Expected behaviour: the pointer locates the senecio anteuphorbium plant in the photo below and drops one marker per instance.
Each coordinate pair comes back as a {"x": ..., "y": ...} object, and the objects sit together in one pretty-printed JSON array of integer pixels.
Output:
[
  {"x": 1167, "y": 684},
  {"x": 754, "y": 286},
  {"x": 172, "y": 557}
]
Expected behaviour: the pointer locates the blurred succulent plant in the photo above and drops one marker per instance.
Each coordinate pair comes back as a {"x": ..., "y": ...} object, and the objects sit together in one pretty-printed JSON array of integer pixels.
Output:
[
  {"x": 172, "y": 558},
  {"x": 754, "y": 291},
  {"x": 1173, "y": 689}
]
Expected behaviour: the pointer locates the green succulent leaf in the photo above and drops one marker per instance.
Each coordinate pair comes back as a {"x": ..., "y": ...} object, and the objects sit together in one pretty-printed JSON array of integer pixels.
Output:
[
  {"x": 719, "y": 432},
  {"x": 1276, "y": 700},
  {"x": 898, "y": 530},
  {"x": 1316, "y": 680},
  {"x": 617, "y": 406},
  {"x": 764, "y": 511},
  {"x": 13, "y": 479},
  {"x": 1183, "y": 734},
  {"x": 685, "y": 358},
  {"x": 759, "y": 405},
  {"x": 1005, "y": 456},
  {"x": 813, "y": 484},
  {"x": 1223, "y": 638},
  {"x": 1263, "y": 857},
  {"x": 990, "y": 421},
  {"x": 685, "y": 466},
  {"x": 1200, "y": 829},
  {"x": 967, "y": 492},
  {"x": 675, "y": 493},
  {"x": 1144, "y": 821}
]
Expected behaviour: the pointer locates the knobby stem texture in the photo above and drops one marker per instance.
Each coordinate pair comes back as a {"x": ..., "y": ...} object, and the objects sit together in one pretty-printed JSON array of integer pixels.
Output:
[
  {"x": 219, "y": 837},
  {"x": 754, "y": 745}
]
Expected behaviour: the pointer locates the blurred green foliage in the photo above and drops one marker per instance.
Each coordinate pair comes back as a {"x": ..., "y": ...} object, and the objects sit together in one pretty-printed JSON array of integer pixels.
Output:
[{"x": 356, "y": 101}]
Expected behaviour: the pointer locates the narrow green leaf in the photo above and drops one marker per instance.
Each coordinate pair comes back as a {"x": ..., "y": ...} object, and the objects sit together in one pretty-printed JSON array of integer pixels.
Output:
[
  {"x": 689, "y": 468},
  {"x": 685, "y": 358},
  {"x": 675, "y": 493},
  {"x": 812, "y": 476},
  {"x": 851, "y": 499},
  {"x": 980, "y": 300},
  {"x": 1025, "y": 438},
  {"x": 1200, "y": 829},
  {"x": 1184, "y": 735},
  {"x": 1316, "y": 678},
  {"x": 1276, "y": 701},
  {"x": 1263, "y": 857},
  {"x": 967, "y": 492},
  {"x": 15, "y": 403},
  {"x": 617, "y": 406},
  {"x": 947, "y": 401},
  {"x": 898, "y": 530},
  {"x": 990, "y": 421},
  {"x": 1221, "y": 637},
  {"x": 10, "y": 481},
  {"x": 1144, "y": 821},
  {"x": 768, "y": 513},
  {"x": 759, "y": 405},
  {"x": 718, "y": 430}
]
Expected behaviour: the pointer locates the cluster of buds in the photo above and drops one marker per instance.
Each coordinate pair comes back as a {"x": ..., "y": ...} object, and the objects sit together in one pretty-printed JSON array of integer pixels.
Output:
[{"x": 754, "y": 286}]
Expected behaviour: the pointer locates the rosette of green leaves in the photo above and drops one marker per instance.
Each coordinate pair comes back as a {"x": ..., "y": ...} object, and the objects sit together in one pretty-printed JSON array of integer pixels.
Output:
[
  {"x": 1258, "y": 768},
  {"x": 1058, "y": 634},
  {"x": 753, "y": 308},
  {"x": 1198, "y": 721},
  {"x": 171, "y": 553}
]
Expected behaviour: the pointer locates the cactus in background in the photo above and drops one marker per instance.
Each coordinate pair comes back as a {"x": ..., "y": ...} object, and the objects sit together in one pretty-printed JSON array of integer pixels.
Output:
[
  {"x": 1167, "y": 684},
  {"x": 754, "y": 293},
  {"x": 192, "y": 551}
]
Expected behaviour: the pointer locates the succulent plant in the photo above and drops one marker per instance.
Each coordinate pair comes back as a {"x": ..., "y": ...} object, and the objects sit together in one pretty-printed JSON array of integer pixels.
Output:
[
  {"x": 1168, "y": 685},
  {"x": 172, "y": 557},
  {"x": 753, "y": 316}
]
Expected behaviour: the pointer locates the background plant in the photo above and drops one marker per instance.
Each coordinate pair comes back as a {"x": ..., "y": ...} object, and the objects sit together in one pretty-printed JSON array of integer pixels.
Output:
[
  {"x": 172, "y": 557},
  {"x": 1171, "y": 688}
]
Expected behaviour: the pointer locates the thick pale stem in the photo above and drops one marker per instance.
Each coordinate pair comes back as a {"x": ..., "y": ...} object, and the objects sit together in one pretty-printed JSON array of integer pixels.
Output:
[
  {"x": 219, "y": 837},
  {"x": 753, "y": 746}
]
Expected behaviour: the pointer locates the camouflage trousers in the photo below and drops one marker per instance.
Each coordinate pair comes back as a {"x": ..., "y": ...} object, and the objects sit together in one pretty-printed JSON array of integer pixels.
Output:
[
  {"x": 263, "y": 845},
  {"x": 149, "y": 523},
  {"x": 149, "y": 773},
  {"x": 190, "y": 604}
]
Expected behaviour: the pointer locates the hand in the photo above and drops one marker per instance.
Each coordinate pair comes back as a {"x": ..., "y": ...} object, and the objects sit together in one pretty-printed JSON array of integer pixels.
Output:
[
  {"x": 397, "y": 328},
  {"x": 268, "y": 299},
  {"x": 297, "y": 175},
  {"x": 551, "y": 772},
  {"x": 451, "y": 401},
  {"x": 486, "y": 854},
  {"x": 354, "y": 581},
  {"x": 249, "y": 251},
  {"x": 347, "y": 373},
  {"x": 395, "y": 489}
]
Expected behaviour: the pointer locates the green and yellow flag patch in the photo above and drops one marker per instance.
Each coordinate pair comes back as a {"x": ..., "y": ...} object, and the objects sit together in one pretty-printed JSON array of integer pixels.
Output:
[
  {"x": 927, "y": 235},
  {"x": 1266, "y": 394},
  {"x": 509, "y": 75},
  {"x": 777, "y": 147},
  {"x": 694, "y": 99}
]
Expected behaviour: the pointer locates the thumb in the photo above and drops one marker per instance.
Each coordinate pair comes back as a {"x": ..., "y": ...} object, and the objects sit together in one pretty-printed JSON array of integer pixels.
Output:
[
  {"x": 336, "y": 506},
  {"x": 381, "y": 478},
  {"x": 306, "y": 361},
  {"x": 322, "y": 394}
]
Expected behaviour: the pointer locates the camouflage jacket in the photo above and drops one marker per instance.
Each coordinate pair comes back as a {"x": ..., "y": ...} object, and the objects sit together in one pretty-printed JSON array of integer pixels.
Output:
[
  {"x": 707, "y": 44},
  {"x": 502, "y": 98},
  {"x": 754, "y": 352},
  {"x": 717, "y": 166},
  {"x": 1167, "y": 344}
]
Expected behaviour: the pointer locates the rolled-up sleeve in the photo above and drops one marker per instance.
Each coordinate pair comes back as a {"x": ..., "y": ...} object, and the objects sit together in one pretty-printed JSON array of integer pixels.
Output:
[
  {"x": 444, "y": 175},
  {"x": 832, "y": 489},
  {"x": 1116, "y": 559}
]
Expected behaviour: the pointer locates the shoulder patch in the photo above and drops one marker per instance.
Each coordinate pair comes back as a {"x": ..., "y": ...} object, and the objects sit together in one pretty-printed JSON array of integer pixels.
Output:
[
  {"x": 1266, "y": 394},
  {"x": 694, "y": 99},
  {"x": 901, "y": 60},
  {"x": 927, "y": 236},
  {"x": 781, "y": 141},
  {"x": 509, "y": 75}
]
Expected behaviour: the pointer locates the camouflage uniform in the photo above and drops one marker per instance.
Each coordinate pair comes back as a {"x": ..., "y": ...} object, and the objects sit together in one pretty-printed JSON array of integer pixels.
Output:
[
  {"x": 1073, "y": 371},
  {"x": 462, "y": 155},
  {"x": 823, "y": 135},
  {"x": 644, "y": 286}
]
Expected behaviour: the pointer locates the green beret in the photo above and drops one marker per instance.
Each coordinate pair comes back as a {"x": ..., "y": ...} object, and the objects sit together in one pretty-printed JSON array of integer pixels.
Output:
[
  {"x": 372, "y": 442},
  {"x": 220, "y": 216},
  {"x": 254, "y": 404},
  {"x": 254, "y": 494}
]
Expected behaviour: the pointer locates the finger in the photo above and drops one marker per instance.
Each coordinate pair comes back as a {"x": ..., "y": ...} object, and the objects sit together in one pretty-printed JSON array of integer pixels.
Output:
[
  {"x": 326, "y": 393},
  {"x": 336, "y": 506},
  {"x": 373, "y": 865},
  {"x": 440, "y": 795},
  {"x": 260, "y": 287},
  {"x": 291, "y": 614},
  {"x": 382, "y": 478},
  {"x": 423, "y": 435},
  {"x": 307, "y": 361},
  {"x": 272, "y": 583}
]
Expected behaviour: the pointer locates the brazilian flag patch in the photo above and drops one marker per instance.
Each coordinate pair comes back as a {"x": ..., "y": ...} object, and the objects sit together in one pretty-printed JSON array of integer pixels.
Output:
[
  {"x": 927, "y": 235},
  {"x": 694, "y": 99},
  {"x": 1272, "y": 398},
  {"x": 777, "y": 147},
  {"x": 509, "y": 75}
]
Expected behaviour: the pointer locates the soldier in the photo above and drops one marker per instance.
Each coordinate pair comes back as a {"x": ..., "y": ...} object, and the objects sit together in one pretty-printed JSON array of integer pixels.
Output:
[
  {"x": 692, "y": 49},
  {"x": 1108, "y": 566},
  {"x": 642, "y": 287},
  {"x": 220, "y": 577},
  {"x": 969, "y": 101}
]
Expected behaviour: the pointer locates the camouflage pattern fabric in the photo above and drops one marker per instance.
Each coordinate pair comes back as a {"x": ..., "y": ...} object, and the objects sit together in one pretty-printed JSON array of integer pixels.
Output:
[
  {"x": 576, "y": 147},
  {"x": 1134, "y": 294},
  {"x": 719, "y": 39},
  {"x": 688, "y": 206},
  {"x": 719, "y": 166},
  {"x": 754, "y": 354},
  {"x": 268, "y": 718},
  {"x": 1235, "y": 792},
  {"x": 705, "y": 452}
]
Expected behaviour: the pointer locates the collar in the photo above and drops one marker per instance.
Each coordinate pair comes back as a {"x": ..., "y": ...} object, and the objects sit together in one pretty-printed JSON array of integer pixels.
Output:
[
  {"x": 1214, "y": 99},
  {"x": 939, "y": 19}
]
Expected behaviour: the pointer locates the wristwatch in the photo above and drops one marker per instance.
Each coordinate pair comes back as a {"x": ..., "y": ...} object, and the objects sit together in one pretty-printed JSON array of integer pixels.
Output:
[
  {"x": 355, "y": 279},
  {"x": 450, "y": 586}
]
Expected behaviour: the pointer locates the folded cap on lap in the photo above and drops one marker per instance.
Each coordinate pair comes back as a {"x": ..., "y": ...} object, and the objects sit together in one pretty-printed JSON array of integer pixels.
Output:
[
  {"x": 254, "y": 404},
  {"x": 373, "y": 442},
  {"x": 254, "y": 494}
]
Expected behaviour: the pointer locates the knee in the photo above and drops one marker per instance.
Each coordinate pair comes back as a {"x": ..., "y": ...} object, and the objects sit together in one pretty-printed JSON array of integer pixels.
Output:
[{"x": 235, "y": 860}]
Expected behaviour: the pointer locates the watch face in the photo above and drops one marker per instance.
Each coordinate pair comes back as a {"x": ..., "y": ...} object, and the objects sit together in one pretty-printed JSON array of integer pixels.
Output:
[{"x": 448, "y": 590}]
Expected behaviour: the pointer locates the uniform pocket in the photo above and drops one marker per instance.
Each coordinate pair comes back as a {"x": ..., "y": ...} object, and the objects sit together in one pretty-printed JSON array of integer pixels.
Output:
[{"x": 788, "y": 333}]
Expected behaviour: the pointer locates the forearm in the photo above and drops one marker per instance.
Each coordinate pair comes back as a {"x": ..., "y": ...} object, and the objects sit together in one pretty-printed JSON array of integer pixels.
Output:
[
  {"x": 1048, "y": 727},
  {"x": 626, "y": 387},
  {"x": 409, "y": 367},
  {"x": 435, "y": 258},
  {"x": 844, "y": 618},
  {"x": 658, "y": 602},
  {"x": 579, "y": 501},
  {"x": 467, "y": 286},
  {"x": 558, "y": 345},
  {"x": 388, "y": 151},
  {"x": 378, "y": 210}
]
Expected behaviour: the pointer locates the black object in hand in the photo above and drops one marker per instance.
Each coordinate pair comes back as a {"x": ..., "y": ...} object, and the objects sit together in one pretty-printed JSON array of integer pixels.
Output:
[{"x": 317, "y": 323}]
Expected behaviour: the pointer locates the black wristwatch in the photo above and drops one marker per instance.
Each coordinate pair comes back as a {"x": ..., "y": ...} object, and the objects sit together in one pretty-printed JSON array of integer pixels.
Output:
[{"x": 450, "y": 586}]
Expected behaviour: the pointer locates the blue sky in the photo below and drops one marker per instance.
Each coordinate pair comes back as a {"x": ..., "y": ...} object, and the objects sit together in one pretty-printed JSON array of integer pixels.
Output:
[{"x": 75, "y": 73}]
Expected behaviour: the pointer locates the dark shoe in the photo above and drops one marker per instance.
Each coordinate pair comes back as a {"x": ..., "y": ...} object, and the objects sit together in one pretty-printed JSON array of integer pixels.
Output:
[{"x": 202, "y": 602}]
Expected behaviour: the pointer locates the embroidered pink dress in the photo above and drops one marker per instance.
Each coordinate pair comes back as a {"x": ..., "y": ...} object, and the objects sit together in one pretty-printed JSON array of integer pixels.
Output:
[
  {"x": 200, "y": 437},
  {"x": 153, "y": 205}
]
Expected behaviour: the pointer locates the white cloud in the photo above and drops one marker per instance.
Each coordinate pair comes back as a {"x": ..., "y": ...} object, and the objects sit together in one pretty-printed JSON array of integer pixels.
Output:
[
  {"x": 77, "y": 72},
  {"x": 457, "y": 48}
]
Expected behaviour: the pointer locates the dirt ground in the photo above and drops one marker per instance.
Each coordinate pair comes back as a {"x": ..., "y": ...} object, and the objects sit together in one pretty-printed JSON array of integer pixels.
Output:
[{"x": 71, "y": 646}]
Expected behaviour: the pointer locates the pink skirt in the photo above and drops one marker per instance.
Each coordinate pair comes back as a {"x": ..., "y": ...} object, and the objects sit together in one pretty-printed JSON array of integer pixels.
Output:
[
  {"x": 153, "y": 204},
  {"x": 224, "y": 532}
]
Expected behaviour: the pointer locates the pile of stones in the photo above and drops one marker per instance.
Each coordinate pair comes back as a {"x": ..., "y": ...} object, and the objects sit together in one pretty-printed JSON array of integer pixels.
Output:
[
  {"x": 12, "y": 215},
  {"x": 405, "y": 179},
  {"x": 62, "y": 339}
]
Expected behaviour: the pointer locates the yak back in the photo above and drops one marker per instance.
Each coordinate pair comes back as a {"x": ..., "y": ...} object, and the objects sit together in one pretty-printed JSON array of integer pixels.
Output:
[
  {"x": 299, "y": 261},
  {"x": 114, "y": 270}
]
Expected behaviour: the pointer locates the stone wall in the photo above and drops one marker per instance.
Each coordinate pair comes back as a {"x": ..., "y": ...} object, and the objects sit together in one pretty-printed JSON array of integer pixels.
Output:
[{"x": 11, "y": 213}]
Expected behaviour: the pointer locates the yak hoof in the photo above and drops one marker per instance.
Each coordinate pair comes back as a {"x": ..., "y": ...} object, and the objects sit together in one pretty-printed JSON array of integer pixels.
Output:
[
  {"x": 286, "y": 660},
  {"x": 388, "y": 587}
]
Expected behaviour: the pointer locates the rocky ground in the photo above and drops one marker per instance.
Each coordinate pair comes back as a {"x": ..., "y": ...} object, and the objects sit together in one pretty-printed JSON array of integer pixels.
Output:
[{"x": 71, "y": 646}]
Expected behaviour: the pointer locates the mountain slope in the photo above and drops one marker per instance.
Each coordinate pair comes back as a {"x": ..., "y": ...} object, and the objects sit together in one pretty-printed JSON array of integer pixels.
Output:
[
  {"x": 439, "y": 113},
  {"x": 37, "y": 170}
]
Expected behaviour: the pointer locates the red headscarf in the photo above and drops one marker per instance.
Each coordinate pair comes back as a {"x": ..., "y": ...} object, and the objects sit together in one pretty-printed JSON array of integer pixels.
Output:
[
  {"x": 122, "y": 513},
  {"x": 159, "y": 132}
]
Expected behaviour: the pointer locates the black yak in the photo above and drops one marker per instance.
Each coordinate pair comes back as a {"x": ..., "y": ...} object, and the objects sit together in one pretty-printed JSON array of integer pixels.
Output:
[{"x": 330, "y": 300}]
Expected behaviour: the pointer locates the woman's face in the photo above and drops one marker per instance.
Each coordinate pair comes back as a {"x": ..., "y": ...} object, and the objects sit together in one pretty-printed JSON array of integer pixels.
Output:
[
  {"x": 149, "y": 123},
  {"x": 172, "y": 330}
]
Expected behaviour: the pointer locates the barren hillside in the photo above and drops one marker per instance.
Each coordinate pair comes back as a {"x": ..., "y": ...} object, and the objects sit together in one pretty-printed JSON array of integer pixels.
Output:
* * *
Instructions to follow: Starting at the line that contains "Expected behaviour: the pointer locates the barren" and running through the end of the records, write those lines out again with "barren hillside" swapped for "rocky hillside" and nothing else altered.

Solution to this task:
Expected behaviour: the pointer locates the rocky hillside in the photo above and drops one marker per instance.
Each coordinate pair comes back as a {"x": ..., "y": ...} object, and the objects sit together in one pretty-printed JSON array of integer pixels.
Output:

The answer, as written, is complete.